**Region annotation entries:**
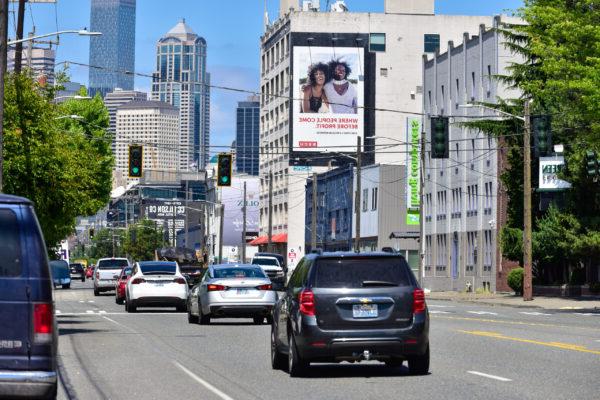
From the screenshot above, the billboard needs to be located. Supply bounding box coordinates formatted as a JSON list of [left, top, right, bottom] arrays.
[[291, 46, 365, 153], [221, 177, 260, 247]]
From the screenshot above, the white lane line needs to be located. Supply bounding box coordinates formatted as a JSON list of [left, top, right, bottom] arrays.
[[173, 361, 233, 400], [467, 371, 512, 382], [519, 311, 552, 315], [467, 311, 498, 315]]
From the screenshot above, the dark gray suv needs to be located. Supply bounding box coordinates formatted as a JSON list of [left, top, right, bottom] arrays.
[[271, 253, 429, 376]]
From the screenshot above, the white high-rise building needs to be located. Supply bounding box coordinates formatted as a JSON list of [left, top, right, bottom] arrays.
[[152, 20, 210, 171], [116, 101, 179, 182]]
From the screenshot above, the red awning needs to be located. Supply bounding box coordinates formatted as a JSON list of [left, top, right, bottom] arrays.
[[248, 233, 287, 246]]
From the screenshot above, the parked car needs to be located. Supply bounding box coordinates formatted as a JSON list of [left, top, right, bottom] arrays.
[[271, 252, 429, 376], [125, 261, 188, 312], [187, 264, 277, 324], [94, 258, 130, 296], [85, 265, 96, 279], [0, 194, 56, 399], [252, 256, 285, 289], [69, 263, 85, 282], [50, 260, 71, 289], [115, 267, 131, 304]]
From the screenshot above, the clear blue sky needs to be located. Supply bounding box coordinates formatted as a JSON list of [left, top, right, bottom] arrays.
[[15, 0, 522, 152]]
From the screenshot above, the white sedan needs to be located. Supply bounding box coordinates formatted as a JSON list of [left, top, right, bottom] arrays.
[[125, 261, 188, 312]]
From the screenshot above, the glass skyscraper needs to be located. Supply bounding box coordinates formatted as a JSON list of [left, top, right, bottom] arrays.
[[152, 20, 210, 171], [89, 0, 136, 97], [235, 96, 260, 175]]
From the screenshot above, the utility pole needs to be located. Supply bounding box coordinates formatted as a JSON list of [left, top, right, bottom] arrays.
[[310, 173, 318, 251], [0, 0, 8, 193], [354, 136, 362, 253], [219, 203, 225, 264], [241, 181, 247, 264], [523, 100, 533, 301], [267, 171, 273, 252], [13, 0, 25, 74]]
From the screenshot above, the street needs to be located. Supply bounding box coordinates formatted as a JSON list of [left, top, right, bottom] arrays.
[[55, 280, 600, 400]]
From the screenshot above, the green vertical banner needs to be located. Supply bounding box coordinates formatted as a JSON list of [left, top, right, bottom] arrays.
[[406, 117, 421, 225]]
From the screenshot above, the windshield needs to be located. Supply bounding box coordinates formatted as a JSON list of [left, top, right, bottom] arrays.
[[252, 258, 279, 267], [314, 257, 410, 288], [215, 268, 266, 278], [98, 259, 129, 269], [140, 262, 176, 275]]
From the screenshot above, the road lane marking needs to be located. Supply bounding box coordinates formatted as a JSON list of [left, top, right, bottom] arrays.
[[519, 311, 552, 315], [458, 330, 600, 355], [173, 361, 233, 400], [467, 311, 498, 315], [433, 315, 600, 332], [467, 371, 512, 382]]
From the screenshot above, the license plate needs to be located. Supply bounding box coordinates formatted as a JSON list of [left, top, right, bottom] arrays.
[[352, 304, 378, 318]]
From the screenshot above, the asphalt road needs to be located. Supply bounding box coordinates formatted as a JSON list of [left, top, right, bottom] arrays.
[[55, 281, 600, 400]]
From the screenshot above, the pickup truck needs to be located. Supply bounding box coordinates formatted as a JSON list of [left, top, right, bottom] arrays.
[[94, 258, 131, 296]]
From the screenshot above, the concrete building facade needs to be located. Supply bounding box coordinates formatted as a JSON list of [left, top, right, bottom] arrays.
[[259, 0, 512, 268], [422, 17, 518, 291], [151, 20, 210, 171], [115, 101, 179, 183]]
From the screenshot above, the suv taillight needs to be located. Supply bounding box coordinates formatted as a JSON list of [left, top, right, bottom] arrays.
[[298, 289, 315, 317], [413, 289, 425, 314], [33, 303, 54, 343]]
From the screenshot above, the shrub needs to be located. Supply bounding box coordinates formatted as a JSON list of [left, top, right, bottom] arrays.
[[507, 267, 523, 295]]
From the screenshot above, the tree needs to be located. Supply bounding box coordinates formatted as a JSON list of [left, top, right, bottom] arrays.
[[123, 219, 166, 260], [3, 74, 113, 248]]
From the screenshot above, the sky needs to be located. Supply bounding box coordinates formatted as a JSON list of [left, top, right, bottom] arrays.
[[15, 0, 522, 152]]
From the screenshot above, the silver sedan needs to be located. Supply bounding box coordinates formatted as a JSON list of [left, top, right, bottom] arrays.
[[187, 264, 277, 324]]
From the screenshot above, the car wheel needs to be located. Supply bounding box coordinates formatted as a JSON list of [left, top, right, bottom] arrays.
[[288, 334, 308, 378], [408, 345, 429, 375], [271, 326, 287, 369]]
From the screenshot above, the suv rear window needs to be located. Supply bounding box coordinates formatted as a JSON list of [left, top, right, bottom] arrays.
[[0, 209, 22, 277], [313, 257, 410, 288], [98, 260, 129, 269]]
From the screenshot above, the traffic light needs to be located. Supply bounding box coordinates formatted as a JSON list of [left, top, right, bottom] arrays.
[[431, 117, 450, 158], [217, 153, 232, 186], [531, 115, 553, 157], [585, 150, 600, 178], [129, 144, 144, 178]]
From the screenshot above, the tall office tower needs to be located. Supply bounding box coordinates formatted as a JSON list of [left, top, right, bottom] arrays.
[[152, 20, 210, 171], [115, 101, 179, 182], [235, 96, 260, 175], [89, 0, 136, 97], [7, 46, 56, 85], [104, 88, 148, 154]]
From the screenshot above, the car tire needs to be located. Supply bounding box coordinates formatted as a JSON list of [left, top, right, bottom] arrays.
[[288, 334, 308, 378], [271, 326, 287, 370], [408, 345, 429, 375]]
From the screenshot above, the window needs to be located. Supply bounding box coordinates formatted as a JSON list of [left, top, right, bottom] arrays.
[[369, 33, 385, 51], [424, 33, 440, 53], [371, 188, 378, 211]]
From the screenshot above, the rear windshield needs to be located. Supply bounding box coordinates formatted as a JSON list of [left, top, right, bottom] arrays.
[[0, 209, 21, 277], [313, 257, 410, 288], [98, 260, 129, 269], [140, 263, 176, 275], [252, 258, 279, 266], [215, 268, 266, 278]]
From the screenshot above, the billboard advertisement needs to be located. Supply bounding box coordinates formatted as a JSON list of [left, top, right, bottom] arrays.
[[291, 46, 365, 153], [406, 117, 421, 225], [221, 177, 260, 247]]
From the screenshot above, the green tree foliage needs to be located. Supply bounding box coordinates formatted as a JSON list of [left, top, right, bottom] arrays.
[[123, 219, 166, 261], [3, 74, 113, 248]]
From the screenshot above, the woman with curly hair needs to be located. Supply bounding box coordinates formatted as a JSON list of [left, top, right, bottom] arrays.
[[302, 63, 330, 113]]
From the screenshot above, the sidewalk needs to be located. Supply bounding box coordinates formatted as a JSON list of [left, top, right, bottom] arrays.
[[426, 292, 600, 313]]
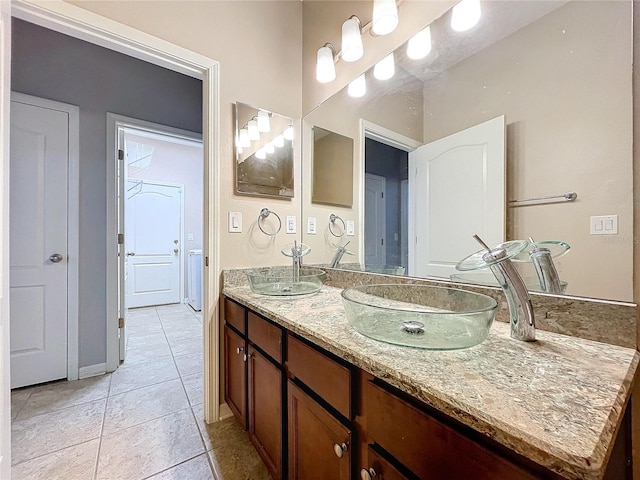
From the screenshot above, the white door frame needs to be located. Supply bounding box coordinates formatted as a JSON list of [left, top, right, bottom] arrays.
[[7, 0, 220, 428], [355, 118, 422, 264], [11, 92, 80, 380]]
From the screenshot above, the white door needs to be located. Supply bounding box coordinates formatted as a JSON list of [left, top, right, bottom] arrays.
[[10, 95, 69, 388], [364, 173, 387, 265], [409, 116, 506, 278], [125, 179, 182, 308]]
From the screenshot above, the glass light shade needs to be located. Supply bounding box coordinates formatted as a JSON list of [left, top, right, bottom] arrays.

**What is needed:** Rewrite everything from "From the screenshot above, the dark" down to "[[248, 233, 287, 246]]", requests included, and offset every bounding box coordinate in the answers by -95. Give only those lines.

**Problem solution:**
From the screenshot above, the dark gray suv needs to be located. Supply bounding box coordinates formatted as a JSON list of [left, top, right, bottom] arrays.
[[176, 158, 334, 281]]
From the screenshot above, the white high-rise building needs to be located. Supply bounding box coordinates formatted as a JSON list of [left, top, right, bottom] arrays.
[[57, -75, 115, 76], [21, 6, 84, 87]]
From the screenshot above, the red awning needs to be located. Supply bounding box coordinates formatted as a JSON list of [left, top, right, bottom] arrays.
[[153, 138, 192, 151]]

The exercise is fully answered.